Start of Given text

Well i threw up in my mouth a few times. But i successfully swallowed it. Still going strong.
He soundtracked our prebreakup sex, our breakup, and out postbreakup sex. At least he's dedicated.
You have proved your worthiness to join me on the quest of taking shots at every academic building on campus by showing up drunk to our test at 12:30 today
I FUCKING SERVED PEOPLE AND POURDED JUGS AND GOT FREE BEEEEEEEERERTERRY
Doctor just prescribed me 20mg Ritalin 3 times a day. It's becoming the "grain and oats" section of my food triangle.
YOU CAN'T BASE A RELATIONSHIP OFF A PENIS
I LIKE HIS TONGUE TOO.
Note to self: the judgement that occurs when unrolling your last 5 which was used to snort drugs the night before, to pay for alcohol before noon on a Monday is worth just sucking it up and taking an overdraft fee.
Wait a min, you had drugs last night?!
we somehow managed to fit a llama, a stripper pole and a hayride all into the same day.
Why the fuck is he under my phone as Papi Chulo?
The bend and snap? 98% success rate of getting attention. When used appropriately, it has an 83% rate of return on a dinner invitation.

End of Given text

Reproduce the whole text above word for word, with nothing changed.

Start of Extracted entries

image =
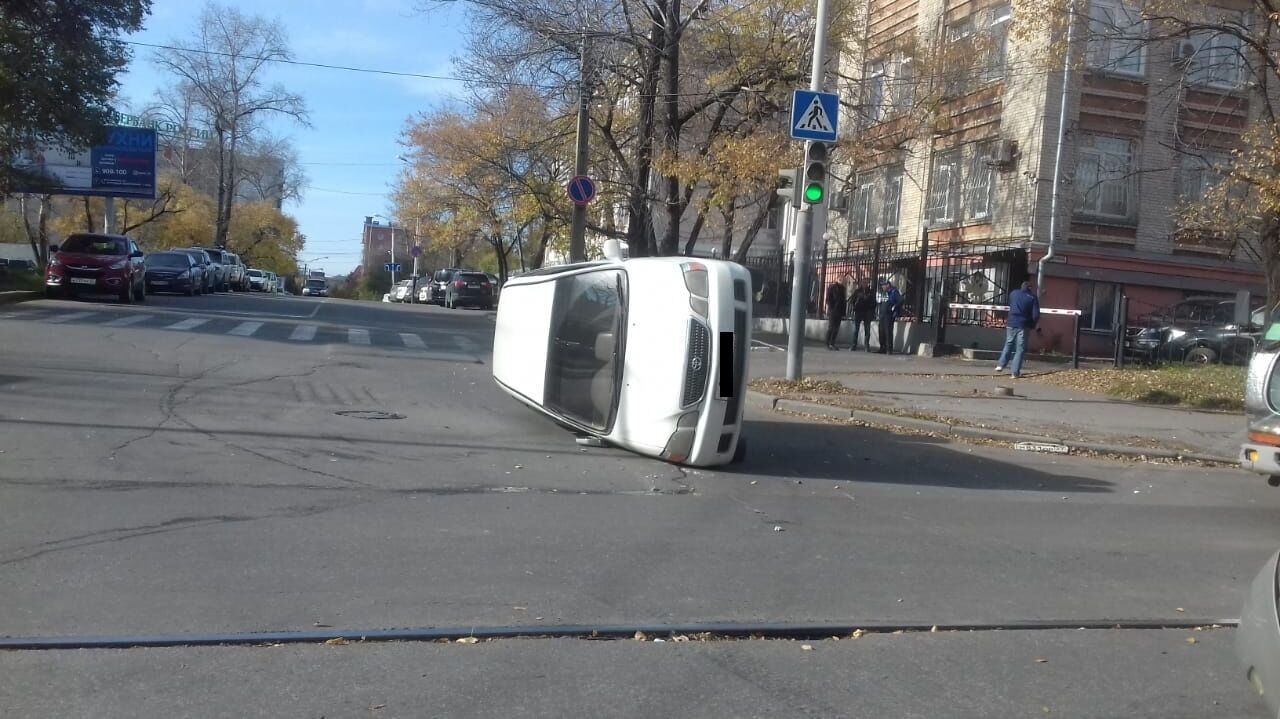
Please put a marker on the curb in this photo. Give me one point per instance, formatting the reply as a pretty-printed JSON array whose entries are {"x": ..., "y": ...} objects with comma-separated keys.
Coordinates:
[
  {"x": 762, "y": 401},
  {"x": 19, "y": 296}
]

End of Extracted entries
Start of Extracted entries

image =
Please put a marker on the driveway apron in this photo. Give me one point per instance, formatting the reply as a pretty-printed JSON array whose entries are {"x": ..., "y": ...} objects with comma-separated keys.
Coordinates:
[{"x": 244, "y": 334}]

End of Extracted entries
Start of Extracted entries

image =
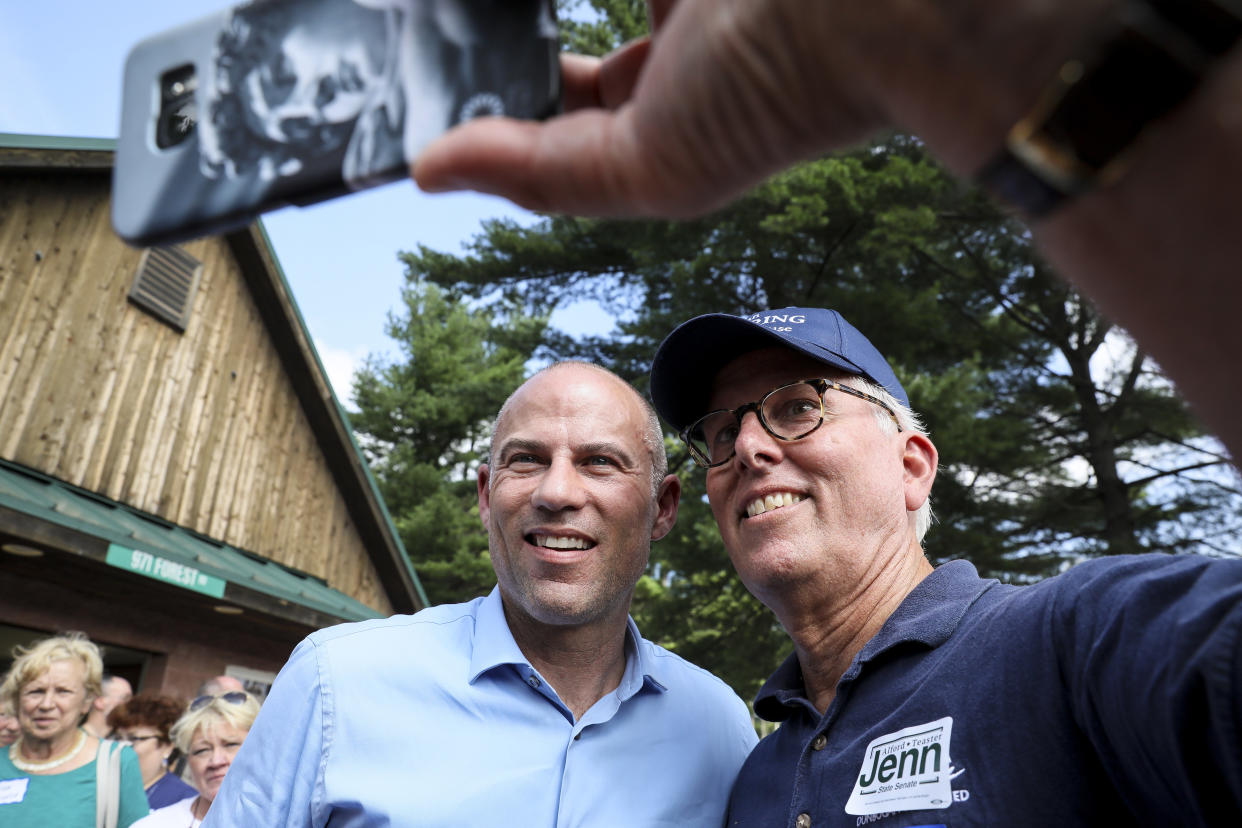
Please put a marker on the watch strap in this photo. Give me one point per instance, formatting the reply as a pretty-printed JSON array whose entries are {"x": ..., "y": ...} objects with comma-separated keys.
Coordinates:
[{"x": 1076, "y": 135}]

End of Extracted entries

→ **Task result**:
Well i threw up in my mouth a few times. But i successfully swallowed it. Still going strong.
He soundtracked our prebreakup sex, our breakup, and out postbreakup sex. At least he's dedicated.
You have proved your worthiness to join me on the quest of taking shots at every academic building on campus by showing up drunk to our test at 12:30 today
I FUCKING SERVED PEOPLE AND POURDED JUGS AND GOT FREE BEEEEEEEERERTERRY
Doctor just prescribed me 20mg Ritalin 3 times a day. It's becoming the "grain and oats" section of my food triangle.
YOU CAN'T BASE A RELATIONSHIP OFF A PENIS
I LIKE HIS TONGUE TOO.
Note to self: the judgement that occurs when unrolling your last 5 which was used to snort drugs the night before, to pay for alcohol before noon on a Monday is worth just sucking it up and taking an overdraft fee.
Wait a min, you had drugs last night?!
we somehow managed to fit a llama, a stripper pole and a hayride all into the same day.
Why the fuck is he under my phone as Papi Chulo?
The bend and snap? 98% success rate of getting attention. When used appropriately, it has an 83% rate of return on a dinner invitation.